EXTRACT PROVIDED:
Joe B. Hinton

Joe B. Hinton

Despite his mother’s best efforts, Joe Hinton became an international businessman. “My mother was always looking for ways to get me to move back home and work in Texas,” Joe said. “When I worked in New York, she’d call to tell me about jobs I should apply for in Texas. Each time I reminded her I was doing well in my career, I knew the oil business and I was staying in it.”

And he did for 41 years. After living and working in more than nine states, Joe eventually assumed the roles of marketing vice president of U.S. operations and president of Mobil Europe.

“Oil always interested me,” Joe said. “My dad worked for Humble Oil and Refining Company for almost 40 years, and as a youngster, I was enthralled by the whole business. By the time I graduated from A&M-Commerce with two degrees, I’d already worked five summers with Mobil, and they eagerly put me to work. Eventually, I got a taste of the international oil business, and it got even more exciting.”

Transitioning from the U.S. to London, Joe enthusiastically embraced his new role as president and the accompanying global risks to be mitigated on a daily basis. “Mondays were great,” Joe said. “I would sit down with Interpol representatives and other intelligence gathering personnel, and they would brief me on where trouble was brewing across Europe, Africa and the Middle East. You worked your way around all of this, day in and day out, always on the edge of something significant.”

STATED TASK 1:
According to the profile of Joe B. Hinton, why did oil always interest him? Answer in one to three sentences.
STATED TASK 2:
Pick up the profile of Joe B. Hinton after its last sentence and write the next part.

Stored dataset items:
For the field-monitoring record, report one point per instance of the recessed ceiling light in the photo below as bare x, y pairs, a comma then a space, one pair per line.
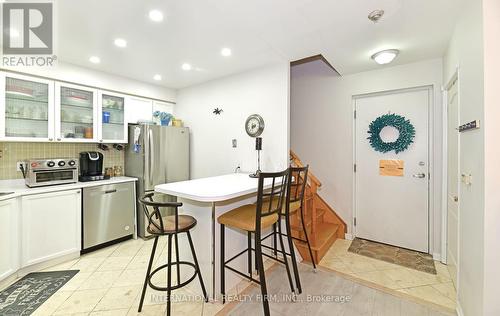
376, 15
94, 59
385, 56
226, 52
156, 15
120, 42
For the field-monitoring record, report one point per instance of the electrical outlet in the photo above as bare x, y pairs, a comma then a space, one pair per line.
19, 164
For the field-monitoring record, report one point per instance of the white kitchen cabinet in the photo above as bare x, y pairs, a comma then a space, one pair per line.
50, 225
112, 113
75, 113
26, 108
139, 109
9, 238
163, 107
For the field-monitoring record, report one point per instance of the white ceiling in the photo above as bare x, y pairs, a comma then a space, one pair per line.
259, 32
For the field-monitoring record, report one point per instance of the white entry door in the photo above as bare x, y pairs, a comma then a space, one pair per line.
453, 182
393, 209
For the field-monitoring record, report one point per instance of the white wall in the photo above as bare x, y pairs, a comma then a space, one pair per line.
491, 23
263, 91
90, 77
322, 127
466, 52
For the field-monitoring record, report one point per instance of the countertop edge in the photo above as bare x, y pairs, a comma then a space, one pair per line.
24, 191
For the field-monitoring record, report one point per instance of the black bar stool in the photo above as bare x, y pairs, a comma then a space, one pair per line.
170, 226
253, 218
294, 202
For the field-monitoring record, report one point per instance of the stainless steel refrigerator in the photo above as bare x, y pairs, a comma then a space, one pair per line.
156, 155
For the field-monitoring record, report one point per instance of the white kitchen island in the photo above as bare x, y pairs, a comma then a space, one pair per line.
206, 199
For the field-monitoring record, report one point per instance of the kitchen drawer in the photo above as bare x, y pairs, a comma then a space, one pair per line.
108, 213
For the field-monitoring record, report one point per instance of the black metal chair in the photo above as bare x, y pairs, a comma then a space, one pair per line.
294, 202
253, 218
171, 226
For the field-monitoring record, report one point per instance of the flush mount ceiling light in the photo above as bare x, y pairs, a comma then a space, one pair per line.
120, 42
156, 15
376, 15
13, 32
385, 56
94, 59
226, 52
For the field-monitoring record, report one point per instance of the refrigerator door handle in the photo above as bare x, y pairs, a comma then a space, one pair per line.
151, 156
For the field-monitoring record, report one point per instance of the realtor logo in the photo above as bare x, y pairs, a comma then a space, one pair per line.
27, 28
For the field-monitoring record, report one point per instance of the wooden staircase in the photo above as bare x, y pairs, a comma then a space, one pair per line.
323, 225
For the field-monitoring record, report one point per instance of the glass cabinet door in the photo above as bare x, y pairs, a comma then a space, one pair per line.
76, 113
112, 117
27, 108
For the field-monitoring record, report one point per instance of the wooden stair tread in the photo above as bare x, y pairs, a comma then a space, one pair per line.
325, 233
295, 224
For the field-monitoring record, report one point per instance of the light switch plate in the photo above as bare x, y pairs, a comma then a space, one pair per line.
466, 178
19, 164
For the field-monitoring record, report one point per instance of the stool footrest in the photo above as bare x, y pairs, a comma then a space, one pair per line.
242, 274
174, 287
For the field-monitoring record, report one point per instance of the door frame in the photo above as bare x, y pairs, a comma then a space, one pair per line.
430, 153
444, 220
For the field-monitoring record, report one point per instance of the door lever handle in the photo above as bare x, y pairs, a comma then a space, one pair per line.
419, 175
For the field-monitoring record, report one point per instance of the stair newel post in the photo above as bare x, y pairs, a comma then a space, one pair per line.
314, 219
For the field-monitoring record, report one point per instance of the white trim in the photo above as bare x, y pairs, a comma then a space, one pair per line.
444, 236
444, 183
430, 143
459, 309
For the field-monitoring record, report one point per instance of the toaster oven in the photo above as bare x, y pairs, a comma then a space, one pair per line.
42, 172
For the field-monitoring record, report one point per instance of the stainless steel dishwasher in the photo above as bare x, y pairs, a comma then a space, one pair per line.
108, 214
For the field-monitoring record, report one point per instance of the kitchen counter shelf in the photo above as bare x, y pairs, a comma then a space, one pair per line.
18, 187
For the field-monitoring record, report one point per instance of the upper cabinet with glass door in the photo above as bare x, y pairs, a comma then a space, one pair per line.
76, 113
26, 111
113, 127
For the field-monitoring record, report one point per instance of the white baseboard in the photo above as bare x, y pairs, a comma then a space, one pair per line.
459, 310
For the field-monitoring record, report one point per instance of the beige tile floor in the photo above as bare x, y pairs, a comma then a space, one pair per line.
110, 283
437, 289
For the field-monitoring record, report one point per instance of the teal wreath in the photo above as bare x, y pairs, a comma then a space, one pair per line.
405, 128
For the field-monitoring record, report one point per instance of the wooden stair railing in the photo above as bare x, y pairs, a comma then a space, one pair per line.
323, 225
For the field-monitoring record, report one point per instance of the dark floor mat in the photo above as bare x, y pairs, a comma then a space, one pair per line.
404, 257
27, 294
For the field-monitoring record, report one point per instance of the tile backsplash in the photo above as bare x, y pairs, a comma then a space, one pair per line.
13, 152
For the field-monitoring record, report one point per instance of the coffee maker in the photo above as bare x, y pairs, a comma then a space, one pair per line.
91, 164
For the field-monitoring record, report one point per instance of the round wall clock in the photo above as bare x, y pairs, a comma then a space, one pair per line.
254, 125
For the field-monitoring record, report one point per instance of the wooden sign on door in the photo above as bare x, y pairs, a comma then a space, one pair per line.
391, 167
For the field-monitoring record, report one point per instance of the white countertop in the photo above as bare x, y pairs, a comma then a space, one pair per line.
19, 188
213, 189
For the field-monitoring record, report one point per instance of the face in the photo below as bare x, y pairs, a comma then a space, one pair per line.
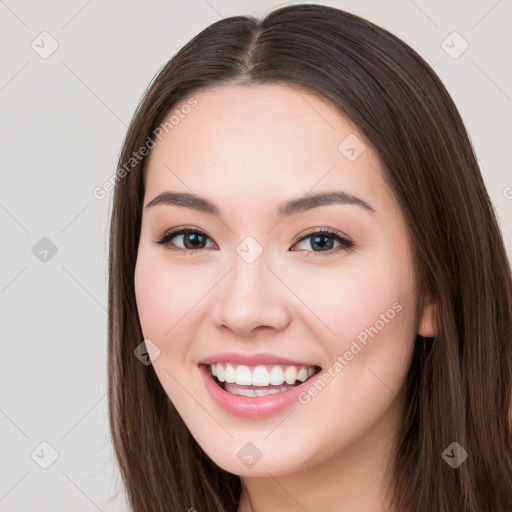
256, 282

OUTPUT 1:
His dad worked for Humble Oil and Refining Company for almost 40 years, and as a youngster Joe was enthralled by the whole business. Later, a taste of the international oil business made it even more exciting for him.

OUTPUT 2:
Living on the edge of significance, however, often required engaging in a mountain of risk. “I worked in Eastern Europe when the Cold War was ice cold, and watched expectantly as things began to change behind the iron curtain. In Moscow, I had to be exceedingly careful during every meeting and transaction. You never knew for sure which phone was tapped, or who was watching you. It seemed everyone walked around with a machine gun on their shoulder, and leaving the country was always difficult.”

Joe’s innate ability to stare down a challenge with fearlessness and a can-do attitude rivals today’s most courageous leaders of industry, thanks in part to the most influential man in Joe’s life-his father.

“My father served in World War I, and spent the rest of his days working in the oil industry,” Joe said. “He taught me to work hard, and to take advantage of every advancement opportunity. His wisdom was a huge benefit during my formative years.”

MORE THAN A COW COLLEGE Woven through each of Joe’s accomplishments, both domestic and international, is the common thread of education. “Education paves the way to success,” Joe said. “It’s up to you to follow where it leads. Combine a college degree or two with enthusiasm and gumption, and you’ll be amazed at how far you can go.”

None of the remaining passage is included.